▶ **PROVIDED PASSAGE**
============

In this context, Chinese human rights defenders and civil society are struggling to survive. According to the annual report of the Observatory for the Protection of Human Rights Defenders, a joint programme of the International Federation for Human Rights and the World Organisation Against Torture (OMCT), authorities continue to use the legislative framework to silence dissident voices, in particular through the arrest and persecution of human rights defenders for crimes vaguely defined such as "endangering State security" (Articles 102 – 113 of the Criminal Code) which includes "inciting subversion of State power" (Article 105(2)), "disclosure of State secrets" and "disturbing social order". Let me insist a little bit more on a particular legal aspect. As Human Rights in China (HRIC) note "the state secret system stands as the single most significant obstacle to the prevention of torture in China". Indeed, it does sweep a vast universe of information, including much of the specific information requested by several UN Committees (torture, human rights, arbitrary detention etc) into as HRIC calls it very successfully "a non – transparent – black hole of protected information". This over broad reach of state secrets system makes it extremely difficult to obtain accurate, comprehensive and reliable information on a wide variety of issues, from death penalty and ethnic separatist activities to cases of criminal investigations and information on the place of custody or circumstances of prisoners or detainees with great influence. This legal labyrinth has been recently criticized by the UN Committee against Torture, in its concluding observations 10 days ago.

============

[Extracted data entries]
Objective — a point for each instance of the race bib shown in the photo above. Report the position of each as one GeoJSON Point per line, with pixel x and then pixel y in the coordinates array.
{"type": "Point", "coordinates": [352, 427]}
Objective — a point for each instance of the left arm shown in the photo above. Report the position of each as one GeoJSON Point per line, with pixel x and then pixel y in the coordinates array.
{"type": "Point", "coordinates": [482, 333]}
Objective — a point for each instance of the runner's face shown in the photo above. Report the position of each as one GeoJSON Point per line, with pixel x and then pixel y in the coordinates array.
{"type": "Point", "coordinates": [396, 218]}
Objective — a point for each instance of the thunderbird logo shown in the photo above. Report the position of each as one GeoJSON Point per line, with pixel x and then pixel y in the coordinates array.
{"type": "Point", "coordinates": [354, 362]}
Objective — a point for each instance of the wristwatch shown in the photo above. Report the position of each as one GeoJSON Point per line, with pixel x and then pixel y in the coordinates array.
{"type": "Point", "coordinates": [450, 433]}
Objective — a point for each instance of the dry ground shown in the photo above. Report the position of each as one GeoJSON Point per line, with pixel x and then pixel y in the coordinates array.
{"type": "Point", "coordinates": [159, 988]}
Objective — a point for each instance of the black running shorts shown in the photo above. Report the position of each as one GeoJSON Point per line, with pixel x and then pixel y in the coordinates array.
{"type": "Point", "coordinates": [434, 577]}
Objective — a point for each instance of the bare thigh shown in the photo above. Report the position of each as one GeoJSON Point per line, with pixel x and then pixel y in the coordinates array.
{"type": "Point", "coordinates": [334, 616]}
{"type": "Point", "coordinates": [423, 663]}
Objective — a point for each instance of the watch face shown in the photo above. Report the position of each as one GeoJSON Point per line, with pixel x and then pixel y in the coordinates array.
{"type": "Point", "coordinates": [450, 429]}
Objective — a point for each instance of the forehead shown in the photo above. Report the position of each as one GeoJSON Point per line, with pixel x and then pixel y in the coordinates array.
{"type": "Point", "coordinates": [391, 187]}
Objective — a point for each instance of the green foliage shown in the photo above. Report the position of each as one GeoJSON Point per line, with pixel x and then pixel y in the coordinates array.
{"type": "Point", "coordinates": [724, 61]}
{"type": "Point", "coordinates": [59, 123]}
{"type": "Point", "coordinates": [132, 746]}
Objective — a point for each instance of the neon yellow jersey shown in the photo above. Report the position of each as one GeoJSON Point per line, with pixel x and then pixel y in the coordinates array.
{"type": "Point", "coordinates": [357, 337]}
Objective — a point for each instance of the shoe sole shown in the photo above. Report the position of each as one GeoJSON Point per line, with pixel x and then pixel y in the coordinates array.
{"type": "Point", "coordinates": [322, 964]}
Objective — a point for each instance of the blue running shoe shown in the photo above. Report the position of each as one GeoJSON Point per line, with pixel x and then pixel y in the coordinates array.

============

▶ **PROBLEM 1**
In the passage on Chinese human rights defenders, what does Human Rights in China identify as the single most significant obstacle to the prevention of torture in China?
▶ **PROBLEM 2**
Continue the passage on Chinese human rights defenders after its final sentence.

▶ **TASK RESPONSE 1**
The state secret system.

▶ **TASK RESPONSE 2**
Moreover, despite an increase in the number of NGOs in the country, their freedom of action is seriously restricted, in particular in terms of registration requirements and fund raising. Any civil organisation must indeed obtain the prior approval and support of a Government or Party Department or a State affiliated organisation working in the same field.
Ahead of the Olympics, the number of "soft" detentions or house arrests, arbitrary arrests and unfair trials, intimidation and physical assaults were steadily increased. Very sensitive to its image, the regime did everything to protect its "good" reputation and worked hardly not only to clean the capital from garbages and ugly buildings but also to clean it from migrants, homeless and political dissidents and human rights activists.
In such a context, lawyers became a favorite target of violence and victims of torture. The legal profession today is considered today one of the most dangerous in China, just after that of police officers and journalists. Lawyers are not only vulnerable to physical assault. Article 306 of the 1997 Penal Code places them under the constant threat of being accused of false testimony. If a defence lawyer wishes to use testimony that contradicts the prosecutors 's assertions, the prosecutor can simply make reference to this article and demand the arrest of the lawyer for false testimony. I must note that article 306, along with article 39 of the Criminal Procedure Law has led to imprisonment of more than 500 lawyers, including Teng Biao (detained last spring for some days) and Gao Zhisheng, to whom I made reference at the beginning of my intervention and who is currently imprisoned for defending freedom of expression and freedom of religion. The French based China Collective Olympic Games (RSF, Amnesty International, FIDH, Solidarité Chine present in this room have actively participated in this Collective) has made the repeal of the article 306 one of its 8 requirements addressed to Chinese authorities, in the framework of its advocacy campaign and lobbying ahead of the Olympics.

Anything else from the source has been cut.